* [Problem details]: Please count the lines below that contain the string "religious", where uppercase and lowercase letters must match, and reply with the number alone.
-*-
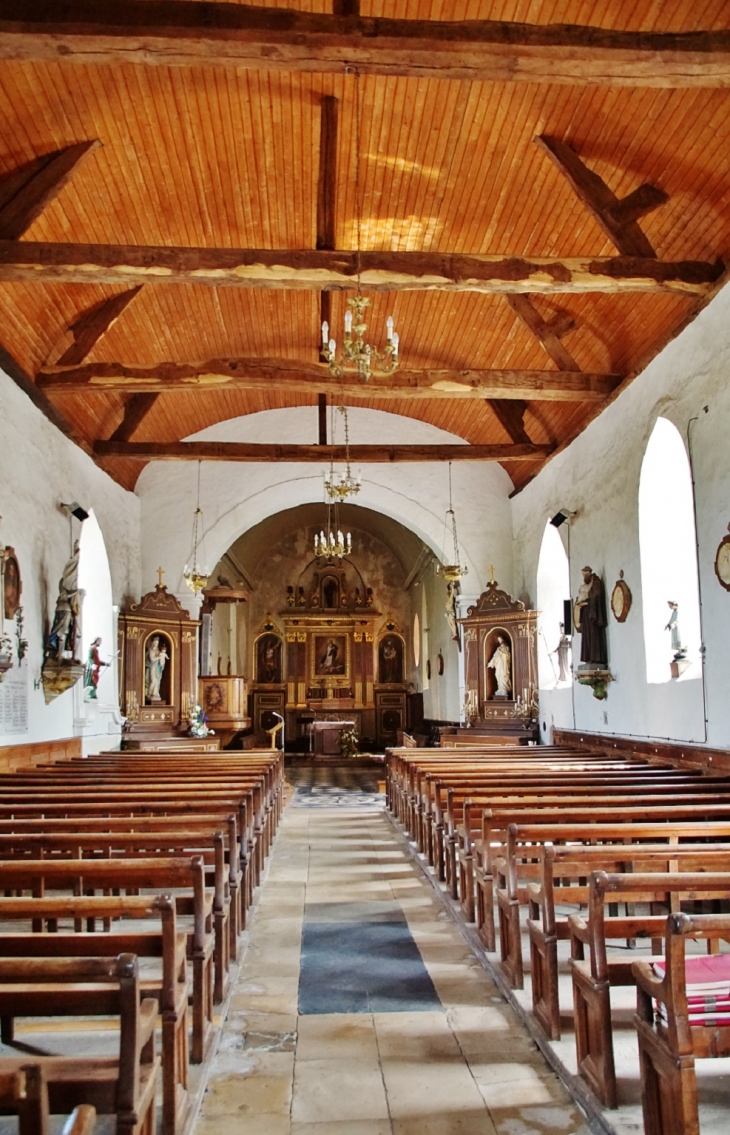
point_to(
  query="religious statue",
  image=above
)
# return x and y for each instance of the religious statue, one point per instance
-*-
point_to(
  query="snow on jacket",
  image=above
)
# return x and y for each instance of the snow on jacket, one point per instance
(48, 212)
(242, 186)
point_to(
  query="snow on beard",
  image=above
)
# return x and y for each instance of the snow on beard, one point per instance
-*-
* [Worked solution]: 2